● **Passage given**:
======
ANIL S/O JAGANNATH RANA & ORS. Vs. RAJENDRA S/O RADHAKISHAN RANA & ORS.
Arbitration and Conciliation Act, 1996
Section 8 - Power to refer parties to arbitration where there is an arbitration agreement
Supreme Court of India (Division Bench (DB)- Two Judge)
Appeal (Civil), 11604 of 2014, Judgment Date: Dec 18, 2014
REPORTABLE
IN THE SUPREME COURT OF INDIA
CIVIL APPELLATE JURISDICTION
CIVIL APPEAL NO. 11604 /2014
[Arising out of S.L.P. (Civil) No. 15314 of 2014]
Anil s/o Jagannath Rana and others ... Appellant (s)
Versus
Rajendra s/o Radhakishan Rana and others ... Respondent (s)
J U D G M E N T
KURIAN, J.:
Leave granted.
Once a judicial authority takes a decision under Section 8(1) of The
Arbitration and Conciliation Act, 1996 (hereinafter referred to as "the
Act") declining to refer the dispute pending before it to arbitration and
the said decision having become final, whether either party to the
proceedings can thereafter invoke the jurisdiction of the Chief Justice
under Section 11(6) of the Act, is the question arising for consideration
in this case. The scope of Section 8(3) of the Act is also an ancillary
issue.
Appellants are defendant nos. 1, 2, 3 in Special Suit No. 211 of 2009 on
the file of Civil Judge Senior Division at Aurangabad, Maharashtra. The
suit is filed by a partnership firm, viz., M/s. Rana Sahebram Mannulal and
three others. The dispute mainly pertains to the partnership business.
Following are the reliefs claimed:
"A) The special civil suit of the plaintiffs may kindly be decreed with
costs;
B) The plaintiffs may kindly be declared as valid partners of the
registered partnership firm under the name and style M/s S.M. Rana (Rana
Sahebram Mannulal) and further it also may kindly be declared that, the
plaintiffs are the owners and possessors of the land gut no. 240 situated
at Dahegaon Tq. Gangapur to the extent of 81R and the land gut No. 237 to
the extent of 5H. 85R. situated at Dahegaon Tq. Gangapur dist. Aurangabad
and the land gut no. 97/2 admeasuring 1 Acre 34R. situated at Shranapur Tq.
======
● **Stored data**:
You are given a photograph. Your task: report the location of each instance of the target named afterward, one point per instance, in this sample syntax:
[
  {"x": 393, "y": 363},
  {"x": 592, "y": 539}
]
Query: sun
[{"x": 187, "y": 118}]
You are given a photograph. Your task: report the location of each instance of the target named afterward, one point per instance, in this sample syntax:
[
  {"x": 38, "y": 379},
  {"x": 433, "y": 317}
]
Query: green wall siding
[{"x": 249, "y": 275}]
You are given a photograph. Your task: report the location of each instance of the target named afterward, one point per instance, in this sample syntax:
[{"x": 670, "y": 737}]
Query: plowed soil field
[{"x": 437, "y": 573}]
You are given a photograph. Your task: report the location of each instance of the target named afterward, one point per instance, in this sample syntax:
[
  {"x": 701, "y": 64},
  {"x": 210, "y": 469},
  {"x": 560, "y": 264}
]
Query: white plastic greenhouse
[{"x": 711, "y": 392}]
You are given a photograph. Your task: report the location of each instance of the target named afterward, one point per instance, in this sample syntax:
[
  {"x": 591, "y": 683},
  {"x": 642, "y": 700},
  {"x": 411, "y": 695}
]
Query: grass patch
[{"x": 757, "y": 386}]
======
● **Request 1**: Shorten the paragraph of the judgment that begins "Once a judicial authority takes a decision", keeping its main facts.
● **Request 2**: Write a continuation of the judgment from the point where it stops.

● **Final answer 1**: The case asks whether, after a judicial authority has refused under Section 8(1) of the Arbitration and Conciliation Act, 1996 to refer a pending dispute to arbitration and that refusal has become final, either party may then invoke the Chief Justice's jurisdiction under Section 11(6) of the Act. A secondary issue is the scope of Section 8(3).

● **Final answer 2**:
and Dist. Aurangabad and Gut No. 121 admeasuring 1H. 14R. situated at
village Tisgaon Tq. and Dist. Aurangabad and the Plot No. 12 out of the
land Gut No. 17/2 admeasuring 5.30R. situated at Garkheda Tq. and Dist.
Aurangabad and it may also be further declared the said property belongs to
the partnership firm and the plaintiffs are the owners and possessors of
the said property being the valid partners of the registered firm and it
may also be declared that the plaintiffs are the owners of their respective
shares in the said properties.
C) It may kindly be declared that the registered sale deeds dated
1.8.2007 executed by defendant no.1 in favour of defendant no.2 in respect
of land gut no.240 to the extent of 81R. situated at village Dahegaon Tq.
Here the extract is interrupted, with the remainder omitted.